The management team is stable with an average of 20 years of experience in the business for its members. The company has increased (or stabilized) its dividend for 65 consecutive years. It is therefore one of the Dividend Kings. Given the strong fundamentals and the strategy of the management team, there is every reason to believe that the dividend will continue to increase this year.

Less cyclical and vulnerable to recessions than one might think at first glance, the company is generating steady cash profits with an FCF margin close to 14% in 2022 and a FCF conversion of 62%. So, yes, during the health crisis, it experienced a 9% decline in earnings per share (EPS), but it has emerged stronger thanks to cost-cutting initiatives and increased demand. The business has recovered quickly and if the last quarter is any indication, it posted a 16% increase in organic sales and 40% adjusted earnings per share, exceeding analysts' expectations for the 25th consecutive quarter.

[Object point labels]
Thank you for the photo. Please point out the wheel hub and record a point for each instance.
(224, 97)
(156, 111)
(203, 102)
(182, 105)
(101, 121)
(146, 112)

# [Written instruction 1]
In the company text, why did the company come out of the health crisis stronger? Answer in one to three sentences.
# [Written instruction 2]
Update the records by putting "hubcap" in place of "wheel hub" and keeping everything else the same.
The records have no connection to the text about the company.

# [Worked solution 1]
The company came out stronger because of cost-cutting initiatives and increased demand. This happened even though its earnings per share fell 9% during the crisis.

# [Worked solution 2]
Thank you for the photo. Please point out the hubcap and record a point for each instance.
(224, 97)
(156, 111)
(203, 102)
(182, 105)
(101, 121)
(146, 112)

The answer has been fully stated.